| WHAT YOU HAVE TO DO |
An exact retyping of every record is required.

| Records from a data source |
┄┄┄┄┄┄┄┄┄┄┄┄┄┄┄┄┄┄┄┄

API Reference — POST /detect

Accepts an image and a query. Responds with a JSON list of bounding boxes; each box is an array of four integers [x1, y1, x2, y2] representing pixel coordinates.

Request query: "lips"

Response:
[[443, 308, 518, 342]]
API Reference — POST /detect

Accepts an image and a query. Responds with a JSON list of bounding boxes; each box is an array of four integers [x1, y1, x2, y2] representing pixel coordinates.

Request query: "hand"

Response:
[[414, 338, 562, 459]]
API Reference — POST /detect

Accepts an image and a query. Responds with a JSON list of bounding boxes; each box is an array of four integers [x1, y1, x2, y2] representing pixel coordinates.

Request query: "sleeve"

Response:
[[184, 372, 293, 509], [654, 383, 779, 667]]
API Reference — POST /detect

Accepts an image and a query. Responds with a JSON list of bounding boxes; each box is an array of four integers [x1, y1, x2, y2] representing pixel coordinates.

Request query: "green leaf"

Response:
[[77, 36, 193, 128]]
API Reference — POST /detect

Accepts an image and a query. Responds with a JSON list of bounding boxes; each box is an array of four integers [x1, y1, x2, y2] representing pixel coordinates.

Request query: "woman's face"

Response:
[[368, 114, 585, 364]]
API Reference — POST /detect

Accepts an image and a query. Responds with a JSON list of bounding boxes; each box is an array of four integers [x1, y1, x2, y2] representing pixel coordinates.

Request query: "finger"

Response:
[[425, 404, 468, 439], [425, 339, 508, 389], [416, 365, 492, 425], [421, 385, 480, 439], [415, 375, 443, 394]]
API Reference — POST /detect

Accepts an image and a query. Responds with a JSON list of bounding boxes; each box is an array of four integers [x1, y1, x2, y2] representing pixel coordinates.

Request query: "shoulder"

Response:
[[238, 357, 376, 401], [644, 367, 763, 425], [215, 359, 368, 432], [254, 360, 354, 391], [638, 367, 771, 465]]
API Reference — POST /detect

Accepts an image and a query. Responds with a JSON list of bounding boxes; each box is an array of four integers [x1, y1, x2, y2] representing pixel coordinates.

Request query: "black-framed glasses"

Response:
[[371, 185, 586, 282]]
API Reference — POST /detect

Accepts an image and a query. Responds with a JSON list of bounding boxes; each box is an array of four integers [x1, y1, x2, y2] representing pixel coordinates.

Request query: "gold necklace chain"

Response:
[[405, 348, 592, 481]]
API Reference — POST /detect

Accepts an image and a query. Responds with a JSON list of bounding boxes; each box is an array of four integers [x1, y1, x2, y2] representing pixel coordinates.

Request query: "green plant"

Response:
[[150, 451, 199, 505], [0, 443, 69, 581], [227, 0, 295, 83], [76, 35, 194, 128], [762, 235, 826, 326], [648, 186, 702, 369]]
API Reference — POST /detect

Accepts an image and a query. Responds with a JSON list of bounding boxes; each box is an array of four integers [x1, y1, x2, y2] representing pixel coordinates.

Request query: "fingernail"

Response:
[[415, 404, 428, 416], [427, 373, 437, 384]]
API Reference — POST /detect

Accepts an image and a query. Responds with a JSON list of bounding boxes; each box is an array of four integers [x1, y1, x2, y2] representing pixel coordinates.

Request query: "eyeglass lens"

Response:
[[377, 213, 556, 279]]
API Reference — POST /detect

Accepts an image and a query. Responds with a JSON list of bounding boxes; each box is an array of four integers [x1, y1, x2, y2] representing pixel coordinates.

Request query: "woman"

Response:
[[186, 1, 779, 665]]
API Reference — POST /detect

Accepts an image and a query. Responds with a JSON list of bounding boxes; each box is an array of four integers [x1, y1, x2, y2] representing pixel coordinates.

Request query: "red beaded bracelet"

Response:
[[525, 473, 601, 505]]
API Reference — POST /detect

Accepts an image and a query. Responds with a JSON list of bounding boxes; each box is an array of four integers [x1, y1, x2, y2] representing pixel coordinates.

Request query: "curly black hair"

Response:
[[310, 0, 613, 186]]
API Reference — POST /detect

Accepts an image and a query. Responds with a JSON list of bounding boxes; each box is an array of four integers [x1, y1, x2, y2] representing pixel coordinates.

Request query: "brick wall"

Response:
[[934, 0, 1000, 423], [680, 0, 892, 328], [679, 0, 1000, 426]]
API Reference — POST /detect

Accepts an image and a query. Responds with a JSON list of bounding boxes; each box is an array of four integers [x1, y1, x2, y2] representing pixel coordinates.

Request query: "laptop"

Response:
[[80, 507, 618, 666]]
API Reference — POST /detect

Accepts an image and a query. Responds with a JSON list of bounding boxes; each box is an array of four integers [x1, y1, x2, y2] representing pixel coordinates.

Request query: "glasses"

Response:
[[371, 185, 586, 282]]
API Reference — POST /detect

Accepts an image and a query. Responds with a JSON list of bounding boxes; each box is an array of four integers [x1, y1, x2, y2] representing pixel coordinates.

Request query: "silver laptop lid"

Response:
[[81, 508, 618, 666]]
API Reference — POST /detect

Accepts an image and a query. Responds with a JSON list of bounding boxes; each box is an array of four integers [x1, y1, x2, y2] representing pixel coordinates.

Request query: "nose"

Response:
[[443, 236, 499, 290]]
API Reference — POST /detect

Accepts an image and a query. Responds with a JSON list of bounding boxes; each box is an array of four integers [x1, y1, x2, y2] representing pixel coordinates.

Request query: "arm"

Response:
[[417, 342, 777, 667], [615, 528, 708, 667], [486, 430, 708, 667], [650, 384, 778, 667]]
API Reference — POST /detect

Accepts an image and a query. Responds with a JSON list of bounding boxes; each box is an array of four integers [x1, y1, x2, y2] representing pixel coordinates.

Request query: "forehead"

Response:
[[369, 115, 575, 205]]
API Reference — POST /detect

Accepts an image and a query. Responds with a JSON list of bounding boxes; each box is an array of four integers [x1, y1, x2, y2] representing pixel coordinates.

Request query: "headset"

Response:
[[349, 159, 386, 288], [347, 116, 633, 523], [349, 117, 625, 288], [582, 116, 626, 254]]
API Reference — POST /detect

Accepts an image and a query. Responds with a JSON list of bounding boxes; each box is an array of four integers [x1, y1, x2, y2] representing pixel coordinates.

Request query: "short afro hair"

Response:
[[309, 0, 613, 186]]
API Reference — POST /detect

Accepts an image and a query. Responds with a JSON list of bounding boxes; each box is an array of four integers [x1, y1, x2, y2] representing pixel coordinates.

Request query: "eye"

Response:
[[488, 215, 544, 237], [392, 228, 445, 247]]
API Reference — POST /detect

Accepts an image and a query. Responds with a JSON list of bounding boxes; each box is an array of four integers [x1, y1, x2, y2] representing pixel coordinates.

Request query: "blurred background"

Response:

┄┄┄┄┄┄┄┄┄┄┄┄┄┄┄┄┄┄┄┄

| WORKED SOLUTION |
API Reference — POST /detect

Accepts an image and a query. Responds with a JSON list of bounding boxes; each box is an array of four integers [x1, y1, x2, y2] representing pixel coordinates.

Request query: "lips"

Response:
[[443, 308, 518, 342]]
API Reference — POST /detect

Accepts an image and a query. Responds with a JSON list of bounding boxes; each box is an array of four integers [x1, y1, x2, y2] representing pixel coordinates.

Request query: "hand"

Response:
[[414, 338, 562, 459]]
API Reference — POST /detect

Accepts an image and a query. Responds with a JSON list of bounding boxes; each box is an array of four integers [x1, y1, x2, y2] representing pixel coordinates.

Request query: "sleeve"

Response:
[[184, 372, 293, 509], [654, 383, 779, 667]]
API Reference — POST /detect

Accepts an image and a query. Responds with a JSON list of bounding boxes; each box is an array of four integers [x1, y1, x2, y2] representing pixel coordinates.

Request query: "green leaf"

Response:
[[77, 36, 193, 128]]
API Reference — POST /detect

Accepts an image and a query. Responds with a JSON list of bounding boxes; each box is an array of four integers [x1, y1, x2, y2] representing pixel coordinates.

Request query: "woman's face"

Response:
[[368, 114, 585, 364]]
API Reference — POST /detect

Accepts an image and a query. Responds with a JSON list of bounding boxes; each box is an array of four integers [x1, y1, x2, y2] representing pixel coordinates.

Request query: "finger"

Response:
[[425, 404, 468, 439], [425, 339, 508, 389], [416, 365, 492, 425], [421, 385, 480, 439], [415, 375, 443, 394]]
API Reference — POST /detect

Accepts an image and a query. Responds with a JSON list of bounding boxes; each box is an array of four integers [x1, y1, x2, y2] representing pixel coordinates.

Request query: "shoulder"

Response:
[[238, 357, 376, 401], [644, 367, 763, 425], [215, 359, 368, 432], [254, 360, 354, 391], [638, 367, 771, 465]]
API Reference — POST /detect

Accepts an image and a query. Responds with a JSON list of bounding boxes; each box is an array of four integers [x1, y1, x2, y2] representing pixel coordinates.

Request query: "black-framed glasses"

Response:
[[371, 185, 586, 282]]
API Reference — POST /detect

Accepts an image and a query. Responds with a JSON list of bounding boxes; each box is an array of four integers [x1, y1, x2, y2] representing pixel coordinates.

Request query: "gold necklace chain"

Response:
[[405, 348, 592, 481]]
API Reference — POST /detect

Accepts an image and a query. Responds with a JSON list of bounding boxes; each box is an array of four integers [x1, y1, x2, y2] representing pixel coordinates.

Request query: "green plant"

Response:
[[150, 451, 199, 505], [0, 443, 69, 581], [227, 0, 295, 83], [76, 35, 194, 128], [762, 235, 826, 326], [648, 186, 702, 369]]
API Reference — POST /detect

Accepts an image and a query. Responds with a JSON list of bounding boxes; each box is an array of four integers [x1, y1, x2, y2] representing pixel coordinates.

Request query: "fingernail"

Response:
[[415, 404, 428, 416], [427, 373, 437, 384]]
API Reference — POST /detect

Accepts an image and a query. Responds with a JSON list of bounding boxes; each box is an array of four integers [x1, y1, x2, y2] representing pixel coordinates.

Request query: "eyeglass lens"

Response:
[[377, 213, 556, 279]]
API Reference — POST /detect

Accepts an image and a query. Responds with a JSON list of bounding boxes; each box is an array of four integers [x1, y1, x2, y2] representing pixel coordinates.

Request query: "woman"

Response:
[[186, 1, 779, 665]]
API Reference — POST /detect

Accepts an image and a query. Responds with a JSON list of bounding boxes; each box is an array of four integers [x1, y1, x2, y2] representing pixel coordinates.

Request query: "red beaded bracelet"

Response:
[[525, 473, 601, 505]]
API Reference — POST /detect

Accepts an image and a query. Responds with a JSON list of bounding boxes; each box is an array of four integers [x1, y1, x2, y2] representing pixel coordinates.

Request query: "curly black hair"

Response:
[[310, 0, 613, 186]]
API Reference — POST /detect

Accepts an image and a query. Responds with a JSON list of bounding boxes; each box is an array of four integers [x1, y1, x2, y2] representing pixel coordinates.

Request query: "brick wall"

Response:
[[934, 0, 1000, 423], [680, 0, 892, 328], [679, 0, 1000, 426]]
API Reference — POST /detect

Accepts an image and a query. Responds with a JSON list of bounding boxes; each box is an array of four integers [x1, y1, x2, y2] representing pixel coordinates.

Request query: "laptop"

Response:
[[80, 507, 618, 666]]
API Reference — POST /detect

Accepts an image and a query. Responds with a JSON list of bounding boxes; each box is an array of four integers [x1, y1, x2, y2] representing pixel coordinates.

Request query: "glasses"

Response:
[[371, 185, 586, 282]]
API Reference — POST /detect

Accepts an image and a query. Responds with a JSON list of bounding boxes; each box is an array of four integers [x1, y1, x2, y2] representing pixel coordinates.

Request query: "silver laptop lid"

Response:
[[81, 508, 618, 666]]
API Reference — POST /detect

Accepts an image and a query. Responds with a JSON list of bounding boxes; each box is an array of four integers [x1, y1, x2, y2] representing pixel coordinates.

Request query: "nose"

Response:
[[443, 236, 499, 290]]
API Reference — POST /detect

Accepts an image and a query. Responds with a JSON list of bounding boxes; each box is an array of four integers [x1, y1, x2, y2] representing pixel coordinates.

Request query: "arm"

Response:
[[417, 342, 777, 667], [615, 528, 708, 667], [486, 430, 708, 667], [650, 384, 778, 667]]
API Reference — POST /detect

Accepts an image and a query. Responds with a JSON list of bounding boxes; each box is an array of four integers [x1, y1, x2, y2] representing pixel coordinates.

Request query: "forehead"

Response:
[[369, 115, 575, 205]]
API Reference — POST /detect

Accepts an image and a query. Responds with a JSON list of bounding boxes; each box is an array of four integers [x1, y1, x2, y2] representing pixel coordinates.

Request query: "headset"

Response:
[[349, 159, 386, 288], [347, 116, 633, 523], [349, 117, 625, 288], [582, 116, 626, 254]]
API Reference — POST /detect

Accepts an image and a query. Responds with a JSON list of bounding boxes; each box is an array of four integers [x1, y1, x2, y2] representing pixel coordinates.

Request query: "short afro hair"

Response:
[[309, 0, 613, 186]]
API Reference — POST /detect

Accepts an image and a query. Responds with a JSON list of bounding boxes; each box is an array of four integers [x1, y1, x2, y2] representing pixel coordinates.

Request query: "eye"

Response:
[[488, 215, 544, 237], [392, 228, 445, 247]]
API Reference — POST /detect

Accepts an image and a query. Responds with a JSON list of bounding boxes; each box is an array of four integers [x1, y1, x2, y2] representing pixel coordinates.

Request query: "blurred background"

Response:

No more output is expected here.